§ Document section:
For years I pursued a particular agent, who was like the Wizard of Oz to me–a gigantic, intimidating talking head that would decide the fate of my writer’s life. Would I get back to Kansas? Get a heart? A brain? A book deal? Courage? When she turned me down, I was initially devastated. However, a wise friend of mine suggested that maybe it was a blessing. Maybe my writing career wouldn’t thrive if my closest collaborator was someone who terrified me, who was “great and powerful,” making me feel like “Dorothy, the small and meek.”
I later got an offer from another agent, but I turned down her offer. She seemed too inexperienced and too far outside of the publishing mainstream. Was this a huge mistake? What if I never got another offer from an agent? I feared that self-publishing might become my only option. It was fabulous for some people, but for me, as a working mom, I didn’t want all that responsibility.

§ Dataset extract:
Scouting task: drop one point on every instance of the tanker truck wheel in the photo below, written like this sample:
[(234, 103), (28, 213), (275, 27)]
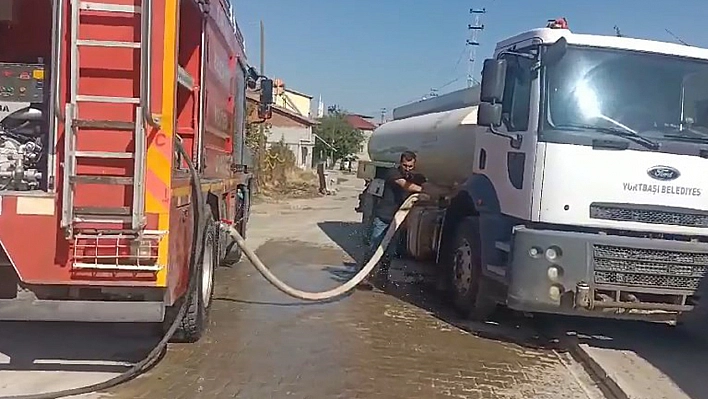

§ Set task:
Answer these questions about the passage on seeking a literary agent.
(a) What did the writer's wise friend suggest the first agent's rejection might be?
(b) What two reasons does the writer give for turning down the second agent's offer?
(c) What did the writer fear might become the only option?

§ Answer below:
(a) A blessing.
(b) She seemed too inexperienced and too far outside of the publishing mainstream.
(c) Self-publishing.